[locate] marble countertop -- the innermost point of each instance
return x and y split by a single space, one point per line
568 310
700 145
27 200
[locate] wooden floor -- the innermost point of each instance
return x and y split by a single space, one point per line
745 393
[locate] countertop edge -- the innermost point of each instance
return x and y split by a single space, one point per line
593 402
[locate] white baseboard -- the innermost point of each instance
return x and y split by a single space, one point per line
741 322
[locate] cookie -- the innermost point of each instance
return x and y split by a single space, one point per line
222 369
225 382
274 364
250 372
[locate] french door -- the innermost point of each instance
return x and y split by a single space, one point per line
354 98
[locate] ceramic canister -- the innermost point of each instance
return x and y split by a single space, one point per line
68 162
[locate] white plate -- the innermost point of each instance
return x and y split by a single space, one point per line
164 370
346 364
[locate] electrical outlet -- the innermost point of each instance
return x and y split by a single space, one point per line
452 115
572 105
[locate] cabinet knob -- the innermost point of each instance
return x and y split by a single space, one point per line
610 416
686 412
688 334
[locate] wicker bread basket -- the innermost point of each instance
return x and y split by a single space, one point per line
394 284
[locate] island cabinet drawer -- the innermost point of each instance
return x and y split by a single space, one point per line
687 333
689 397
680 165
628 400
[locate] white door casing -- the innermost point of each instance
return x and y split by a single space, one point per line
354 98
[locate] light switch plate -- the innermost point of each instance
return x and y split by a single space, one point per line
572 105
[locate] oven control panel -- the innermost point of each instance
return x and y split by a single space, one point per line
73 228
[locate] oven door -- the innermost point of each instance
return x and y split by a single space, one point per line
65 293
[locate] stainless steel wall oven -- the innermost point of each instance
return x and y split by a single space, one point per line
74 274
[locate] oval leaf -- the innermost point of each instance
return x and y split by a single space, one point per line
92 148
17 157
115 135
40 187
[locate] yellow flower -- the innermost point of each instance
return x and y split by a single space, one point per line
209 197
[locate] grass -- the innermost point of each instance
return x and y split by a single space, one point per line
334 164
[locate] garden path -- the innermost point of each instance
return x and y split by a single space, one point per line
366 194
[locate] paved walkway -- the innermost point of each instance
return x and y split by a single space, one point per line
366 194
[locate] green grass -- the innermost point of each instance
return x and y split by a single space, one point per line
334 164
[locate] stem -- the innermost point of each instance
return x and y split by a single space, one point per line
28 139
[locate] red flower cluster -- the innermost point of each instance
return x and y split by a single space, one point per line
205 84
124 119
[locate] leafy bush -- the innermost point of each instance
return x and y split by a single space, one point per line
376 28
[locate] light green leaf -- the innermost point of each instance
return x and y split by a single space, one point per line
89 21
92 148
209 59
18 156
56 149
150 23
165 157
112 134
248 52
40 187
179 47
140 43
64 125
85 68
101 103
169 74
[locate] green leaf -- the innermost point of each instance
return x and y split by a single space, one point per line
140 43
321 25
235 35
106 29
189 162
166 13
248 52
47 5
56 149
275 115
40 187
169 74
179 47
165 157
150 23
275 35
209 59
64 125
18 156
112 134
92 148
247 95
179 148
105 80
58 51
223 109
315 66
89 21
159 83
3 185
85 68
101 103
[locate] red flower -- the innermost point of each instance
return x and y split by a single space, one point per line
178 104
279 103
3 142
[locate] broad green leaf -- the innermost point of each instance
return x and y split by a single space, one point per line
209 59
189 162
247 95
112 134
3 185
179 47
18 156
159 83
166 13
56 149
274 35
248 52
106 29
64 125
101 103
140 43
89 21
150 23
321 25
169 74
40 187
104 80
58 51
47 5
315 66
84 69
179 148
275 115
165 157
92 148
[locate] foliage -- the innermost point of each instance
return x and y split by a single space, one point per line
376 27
━━━
Repeat the records above exactly.

Task output:
[locate] marble countertop -- the innermost point of each instance
return x and y split by a single space, one point per line
568 310
700 145
27 200
[locate] wooden floor -- the innermost point of each instance
return x and y split by a single space, one point per line
745 393
[locate] countertop edge -- the innermost point of each instance
return x and y split by a single space, one point per line
593 402
[locate] white baseboard -- the innermost point of each instance
return x and y split by a single space, one point per line
741 322
[locate] cookie -- the innermost point of each instance
return x and y split by a single space, one point per line
222 369
225 382
274 364
250 372
[locate] french door -- the innermost point of each instance
return x and y split by a single space, one point per line
354 98
[locate] ceramic canister -- the innermost point of each instance
return x and y split by a single space, one point per line
68 162
[locate] white plate -- the innermost point of each instance
return x and y split by a single space, one point per line
164 370
346 364
[locate] electrical outlet -- the innermost point of each instance
return x and y split by a single space, one point per line
452 115
572 105
[locate] cabinet knob -- the innermost point of each instance
return x and y split by a single space, one point per line
610 416
686 412
688 334
[locate] wicker bread basket -- the innermost point of each instance
return x and y split by a single space, one point per line
394 284
[locate] island cabinet drawer -- the innermost point of each instance
return x and y split by a single space, one point per line
687 333
689 397
680 165
628 400
[locate] white door casing -- the innermost point of each instance
return x and y split by a single space, one point per line
354 98
[locate] light switch plate -- the innermost point of each instance
return x and y split by a single space, one point per line
572 105
[locate] oven control panel -- the innermost point of each instance
return x and y split by a single space, one point per line
73 228
[locate] oven door -- the innermost point of each instance
return x and y split by a single space, one point per line
65 293
[locate] stainless steel wall oven -- the innermost point of each instance
return x and y split by a single space, one point per line
74 274
[locate] oval leaf -- the innermost point of each instance
return x and y split by a single space, one point per line
92 148
17 157
115 135
40 187
[locate] yellow flower -- the innermost point of each instance
return x and y split by a single space, one point per line
209 197
[locate] grass -- the innermost point of each instance
return x and y split by a single space, one point per line
334 164
[locate] garden path -- the innermost point of each instance
return x and y split by a single space, one point per line
366 194
[locate] paved walkway -- the innermost point of each instance
return x and y split by a single space, one point per line
366 194
[locate] green grass -- the innermost point of each instance
return x and y split by a single space, one point per line
334 164
[locate] stem -- the innermost point of each instance
return x and y split by a single space, one point per line
28 139
[locate] red flower cluster -- the innermost point of each instance
return x and y split by a single space, one point per line
205 84
124 119
[locate] leafy bush -- the innermost point of each instance
return x and y split by a single space, one point per line
376 28
[locate] light green leaf -- the innermost point of each instance
return x and y split by a single space, one point per line
89 21
92 148
209 59
18 156
56 149
150 23
165 157
112 134
248 52
40 187
179 47
140 43
64 125
85 68
101 103
169 74
[locate] green leaf -- the innermost point of each instance
return x and y split by a single space, one point per line
140 43
321 25
235 35
106 29
189 162
166 13
248 52
47 5
56 149
275 115
40 187
169 74
179 47
165 157
150 23
275 35
209 59
64 125
18 156
112 134
92 148
247 95
179 148
105 80
58 51
223 109
315 66
89 21
159 83
3 185
85 68
101 103
[locate] red flower -- the innermost point of each instance
return x and y split by a single space, one point per line
178 104
279 103
3 142
[locate] broad green leaf -- the innermost point of each instance
return x and y split by a single space, one point per line
209 59
189 162
247 95
112 134
3 185
179 47
18 156
159 83
166 13
56 149
274 35
248 52
106 29
64 125
101 103
140 43
89 21
150 23
321 25
169 74
40 187
104 80
58 51
47 5
315 66
84 69
179 148
275 115
165 157
92 148
[locate] foliage -- the innermost point of each instance
return x and y split by a single space, one point per line
376 27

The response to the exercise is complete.